- _DOCUMENT SECTION_
Content starts
How To Discern if Abdominal Pain Is The Cause Of The Following Diseases
How to Recognize that Irritable Bowel Syndrome (IBS) is Causing Abdominal Pain
Irritable Bowel Syndrome is a functional gastrointestinal disorder. Abdominal pain in Irritable Bowel Syndrome is characterized as a diffuse pain that is mostly located in the lower abdomen and does not radiate. It is oppressive, cramping type, sometimes can be stabbing, and the pain ranges from mild to moderate in intensity. Something very characteristic is that it is relieved after defecation and is also accompanied by tympanism or meteorism.
Another very common characteristic of this syndrome is that the abdominal pain is chronic. However, this does not mean that the disease progresses to more severe conditions. The patient will also present changes in their evacuatory pattern (diarrhea or constipation) as well as the presence of mucus in the stool.
How to Recognize that Lactose Intolerance is Causing Abdominal Pain
Lactose Intolerance is a condition caused by malabsorption of lactose due to a lactase deficiency. Abdominal pain in Lactose Intolerance begins within half an hour to two hours after ingesting food or beverages containing lactose, is located in the lower half of the abdomen and periumbilical area, is accompanied by bloating, diarrhea, flatulence, and nausea.
How to Recognize that Gastroenteritis is Causing Abdominal Pain
Abdominal pain caused by Gastroenteritis is a colicky pain with diarrhea in large quantities and in some cases may cause hematochezia. It presents dehydration, vomiting, nausea, and fever.
How to Recognize that Celiac Disease is causing Abdominal Pain
Abdominal pain caused by Celiac Disease is a poorly defined pain that manifests itself after eating foods containing gluten, is accompanied by abdominal distension, flatulence, and alternating changes in the patient’s bowel movements, i.e., the patient may be totally constipated as well as have diarrhea. The stools are foul-smelling, pale, and greasy. It may be accompanied by other symptoms such as fatigue due to iron deficiency.
How to Recognize that Irritable Bowel Disease (IBD) is causing Abdominal Pain
Irritable Bowel Disease causes chronic lower abdominal pain, increased frequency of bowel movements, diarrhea, bloody or black stools, weight loss, anorexia, joint inflammation, and symptoms worsened over time.
Content ends
- _PROVIDED MATERIAL_
Content starts
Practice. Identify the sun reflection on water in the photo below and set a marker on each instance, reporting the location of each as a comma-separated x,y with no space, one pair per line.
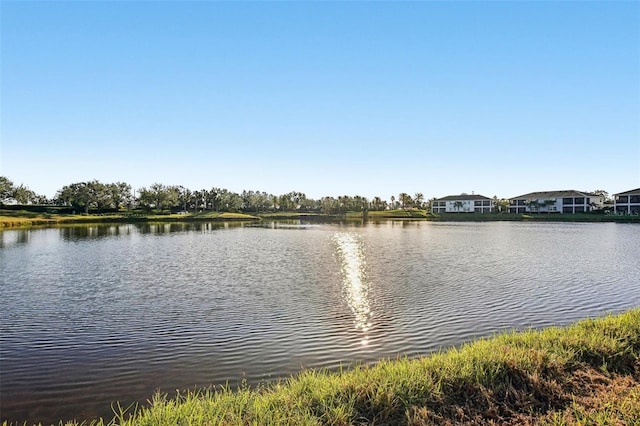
350,252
Content ends
- _STUDY QUESTIONS_
**A.** From the text on abdominal pain, copy word for word the passage starting at "How to Recognize that Gastroenteritis" and ending at "nausea, and fever.".
**B.** List every condition that the text on abdominal pain gives its own section to.
**C.** Extend the text on abdominal pain, carrying on from its last sentence.

- _RESPONSES PER TASK_
**A.**
How to Recognize that Gastroenteritis is Causing Abdominal Pain
Abdominal pain caused by Gastroenteritis is a colicky pain with diarrhea in large quantities and in some cases may cause hematochezia. It presents dehydration, vomiting, nausea, and fever.

**B.**
Irritable Bowel Syndrome (IBS)
Lactose Intolerance
Gastroenteritis
Celiac Disease
Irritable Bowel Disease (IBD)

**C.**
How to recognize that Giardiasis is causing Abdominal Pain
Giardiasis abdominal pain is abrupt onset cramping accompanied by nausea, vomiting, and watery diarrhea predominantly in the morning or postprandial. Five to ten liquid, fatty, fetid, and explosive diarrhea, may be permanent or intermittent and lasts three to four days.
Common Red Flags with Abdominal Pain
Unlike the usual physical examination steps, auscultation should precede palpation when performing an abdominal physical examination, since palpation before auscultation can cause irritation and significant pain in healthy patients.
Alterations in vital signs are very frequent and are mostly related to the severity of the condition; however, the presence of normal vital signs does not exclude a serious diagnosis.
Fever is used as a parameter of infectious cause or secondary complication. Fever may be absent, especially at the beginning of an infectious condition. That is why it is necessary to be aware that an infectious cause or a complication cannot be ruled out in an afebrile patient because it may be that it just has not started.
The choice of laboratory tests will vary according to the clinical situation: a complete blood count is appropriate if an infection or blood loss is suspected. In patients with right upper quadrant pain, liver biochemistry tests are important. In patients with epigastric pain, it is recommended to request C-reactive protein as it is very useful for diagnosis in case of suspected acute appendicitis. A urinalysis should be requested in patients who present with hematuria, dysuria, and flank pain as accompanying symptoms.
A pregnancy or urine test should always be considered in women of childbearing age who present to the emergency department for abdominal pain.